::: Document excerpt
Sutfin v. State
Decision Date | 11 April 1968 |
Citation | 261 Cal.App.2d 50,67 Cal.Rptr. 665 |
Court | California Court of Appeals Court of Appeals |
Parties | Roy SUTFIN, Willis Henderson and Floyd Bassett, Plaintiffs and Appellants, v. STATE of California et al., Defendants and Respondents. Civ. 11585. |
Watt & Peckham, by Reginald M. Watt, Chico, for plaintiffs-appellants.
Harry S. Fenton, Robert F. Carlson, Edward J. Connor, Jr., by Donald M. Pach, Dept. of Public Works, Sacramento, for defendant-respondent.
In this action for damages for inverse condemnation, the trial court sustained the demurrer of defendant State of California, without leave to amend, stating plaintiffs' amended complaint failed to state a cause of action. Plaintiffs appeal from the trial court's judgment that the action be dismissed with prejudice as to defendant State of California.
By their first amended complaint plaintiffs allege that within the time allowed by law their claims for damages against defendant State of California were served and filed and thereafter denied; that defendant State of California participated in the planning, designing, construction, maintenance, and operation of highway (Interstate 5) and flood control works associated with the highway in the vicinity of and across Thomes Creek in Tehama County; that on or about December 22, 1964, waters from Thomas Creek were discharged out of the creek onto the motor vehicles of the plaintiffs, which were located on real property near, but out of, the channel of Thomes Creek, causing damage to their vehicles as a proximate result thereof, and that the discharge of the waters onto the motor vehicles was proximately caused by the plan, design, construction, maintenance or operation of Interstate Highway 5 and its associated flood control works. Plaintiffs seek money damages.
::::::
::: Data rows
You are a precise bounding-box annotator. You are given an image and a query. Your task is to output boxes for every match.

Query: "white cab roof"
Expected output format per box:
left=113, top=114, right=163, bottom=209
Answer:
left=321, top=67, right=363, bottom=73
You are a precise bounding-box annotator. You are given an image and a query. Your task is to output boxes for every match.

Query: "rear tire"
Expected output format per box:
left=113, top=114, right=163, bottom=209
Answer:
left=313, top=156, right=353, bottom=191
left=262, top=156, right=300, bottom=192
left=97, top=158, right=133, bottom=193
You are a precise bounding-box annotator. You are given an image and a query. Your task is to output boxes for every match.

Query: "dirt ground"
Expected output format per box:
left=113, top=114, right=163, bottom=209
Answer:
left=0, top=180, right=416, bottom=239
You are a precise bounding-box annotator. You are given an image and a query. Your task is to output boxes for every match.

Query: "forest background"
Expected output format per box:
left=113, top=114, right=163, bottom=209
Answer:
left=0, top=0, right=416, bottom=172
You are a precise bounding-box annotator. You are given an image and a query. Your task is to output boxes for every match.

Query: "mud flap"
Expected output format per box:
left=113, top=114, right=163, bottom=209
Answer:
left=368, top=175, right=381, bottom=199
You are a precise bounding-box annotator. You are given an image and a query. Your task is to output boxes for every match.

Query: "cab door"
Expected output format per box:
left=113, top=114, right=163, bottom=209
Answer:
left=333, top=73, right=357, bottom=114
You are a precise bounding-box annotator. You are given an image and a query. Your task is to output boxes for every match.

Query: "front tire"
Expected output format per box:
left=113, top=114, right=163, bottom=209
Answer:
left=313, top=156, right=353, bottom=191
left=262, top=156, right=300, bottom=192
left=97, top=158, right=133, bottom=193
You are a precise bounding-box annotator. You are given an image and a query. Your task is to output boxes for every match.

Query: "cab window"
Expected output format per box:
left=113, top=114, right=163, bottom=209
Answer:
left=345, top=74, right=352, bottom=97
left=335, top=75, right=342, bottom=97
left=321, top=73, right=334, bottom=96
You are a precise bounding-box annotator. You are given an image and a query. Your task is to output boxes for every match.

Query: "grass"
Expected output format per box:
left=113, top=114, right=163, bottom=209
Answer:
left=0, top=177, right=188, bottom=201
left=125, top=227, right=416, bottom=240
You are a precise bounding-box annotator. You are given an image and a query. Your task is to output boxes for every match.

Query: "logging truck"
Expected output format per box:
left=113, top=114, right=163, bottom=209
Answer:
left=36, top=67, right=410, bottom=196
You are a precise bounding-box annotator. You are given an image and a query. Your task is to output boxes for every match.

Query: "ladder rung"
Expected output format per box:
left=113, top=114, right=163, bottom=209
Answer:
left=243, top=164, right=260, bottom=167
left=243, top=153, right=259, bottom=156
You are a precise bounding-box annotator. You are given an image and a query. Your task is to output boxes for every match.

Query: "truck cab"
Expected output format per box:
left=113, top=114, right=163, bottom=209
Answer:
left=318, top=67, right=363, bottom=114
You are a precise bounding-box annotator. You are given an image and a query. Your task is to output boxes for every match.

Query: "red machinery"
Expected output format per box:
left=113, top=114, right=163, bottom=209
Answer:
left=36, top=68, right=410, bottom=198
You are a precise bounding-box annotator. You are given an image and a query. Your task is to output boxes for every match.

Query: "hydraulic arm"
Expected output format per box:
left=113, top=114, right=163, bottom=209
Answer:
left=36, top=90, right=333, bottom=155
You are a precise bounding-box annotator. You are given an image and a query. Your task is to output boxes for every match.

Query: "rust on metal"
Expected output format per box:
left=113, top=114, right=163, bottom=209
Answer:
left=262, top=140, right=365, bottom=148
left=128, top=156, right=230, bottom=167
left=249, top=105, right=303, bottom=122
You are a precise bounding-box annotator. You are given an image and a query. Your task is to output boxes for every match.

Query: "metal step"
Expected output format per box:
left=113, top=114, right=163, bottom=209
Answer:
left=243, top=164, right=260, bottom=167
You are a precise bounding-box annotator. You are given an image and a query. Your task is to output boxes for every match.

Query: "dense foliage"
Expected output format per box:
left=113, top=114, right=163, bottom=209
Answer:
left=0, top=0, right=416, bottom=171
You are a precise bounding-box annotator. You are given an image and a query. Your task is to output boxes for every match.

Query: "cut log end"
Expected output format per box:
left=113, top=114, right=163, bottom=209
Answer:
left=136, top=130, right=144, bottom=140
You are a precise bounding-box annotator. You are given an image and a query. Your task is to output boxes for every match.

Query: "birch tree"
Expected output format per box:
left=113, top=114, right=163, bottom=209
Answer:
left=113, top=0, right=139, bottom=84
::::::
::: Data rows
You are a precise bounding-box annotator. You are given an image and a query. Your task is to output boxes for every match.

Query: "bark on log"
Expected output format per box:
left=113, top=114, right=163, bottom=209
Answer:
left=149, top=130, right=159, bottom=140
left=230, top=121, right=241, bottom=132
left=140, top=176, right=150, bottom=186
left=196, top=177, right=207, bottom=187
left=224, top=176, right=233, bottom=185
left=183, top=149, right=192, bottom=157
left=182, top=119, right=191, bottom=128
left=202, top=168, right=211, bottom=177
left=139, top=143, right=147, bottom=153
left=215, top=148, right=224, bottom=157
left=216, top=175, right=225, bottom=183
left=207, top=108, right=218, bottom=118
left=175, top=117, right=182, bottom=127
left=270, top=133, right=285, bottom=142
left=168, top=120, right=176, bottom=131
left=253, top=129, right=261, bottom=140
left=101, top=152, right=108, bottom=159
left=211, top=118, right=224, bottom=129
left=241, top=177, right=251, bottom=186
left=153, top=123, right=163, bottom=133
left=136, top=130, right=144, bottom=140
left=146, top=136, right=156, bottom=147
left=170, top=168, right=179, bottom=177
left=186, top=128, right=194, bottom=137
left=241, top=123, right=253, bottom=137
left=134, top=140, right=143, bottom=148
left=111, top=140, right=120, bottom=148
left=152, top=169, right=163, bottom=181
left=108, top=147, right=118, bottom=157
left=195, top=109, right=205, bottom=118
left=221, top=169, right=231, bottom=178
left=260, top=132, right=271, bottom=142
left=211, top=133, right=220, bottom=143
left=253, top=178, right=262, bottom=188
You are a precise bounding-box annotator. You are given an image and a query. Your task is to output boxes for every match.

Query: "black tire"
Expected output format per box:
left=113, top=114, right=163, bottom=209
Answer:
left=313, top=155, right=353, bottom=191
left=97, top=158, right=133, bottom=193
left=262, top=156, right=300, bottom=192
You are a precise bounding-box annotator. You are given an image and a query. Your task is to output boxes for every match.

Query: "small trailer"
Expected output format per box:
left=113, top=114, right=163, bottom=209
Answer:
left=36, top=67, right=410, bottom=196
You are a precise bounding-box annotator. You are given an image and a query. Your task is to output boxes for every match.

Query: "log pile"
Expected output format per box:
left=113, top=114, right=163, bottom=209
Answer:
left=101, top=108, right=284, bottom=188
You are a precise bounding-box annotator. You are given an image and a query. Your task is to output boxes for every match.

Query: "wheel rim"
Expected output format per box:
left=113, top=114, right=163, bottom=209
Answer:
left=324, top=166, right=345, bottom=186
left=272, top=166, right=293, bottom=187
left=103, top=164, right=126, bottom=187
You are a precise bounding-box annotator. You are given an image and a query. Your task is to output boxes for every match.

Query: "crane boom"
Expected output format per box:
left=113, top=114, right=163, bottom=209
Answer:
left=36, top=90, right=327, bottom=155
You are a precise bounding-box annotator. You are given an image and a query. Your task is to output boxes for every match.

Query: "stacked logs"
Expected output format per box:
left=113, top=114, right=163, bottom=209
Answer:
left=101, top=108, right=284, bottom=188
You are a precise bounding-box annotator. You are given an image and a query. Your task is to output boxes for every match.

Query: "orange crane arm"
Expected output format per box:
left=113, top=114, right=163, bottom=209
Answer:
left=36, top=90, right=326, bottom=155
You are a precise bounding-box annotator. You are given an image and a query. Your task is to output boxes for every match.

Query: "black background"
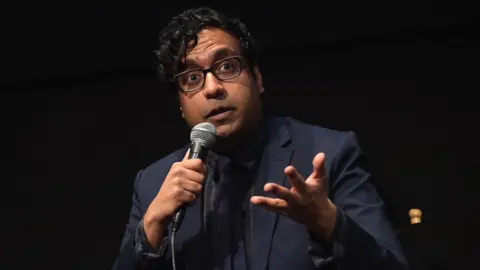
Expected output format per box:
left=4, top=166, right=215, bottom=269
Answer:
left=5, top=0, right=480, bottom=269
::::::
Given exercise:
Switch "plaintiffs-appellants" to "appellants" in the Sutfin v. State text, and give the passage again. Begin at the words "Sutfin v. State" and stop after "Sacramento, for defendant-respondent.".

Response for this exercise:
Sutfin v. State
Decision Date | 11 April 1968 |
Citation | 261 Cal.App.2d 50,67 Cal.Rptr. 665 |
Court | California Court of Appeals Court of Appeals |
Parties | Roy SUTFIN, Willis Henderson and Floyd Bassett, Plaintiffs and Appellants, v. STATE of California et al., Defendants and Respondents. Civ. 11585. |
Watt & Peckham, by Reginald M. Watt, Chico, for appellants.
Harry S. Fenton, Robert F. Carlson, Edward J. Connor, Jr., by Donald M. Pach, Dept. of Public Works, Sacramento, for defendant-respondent.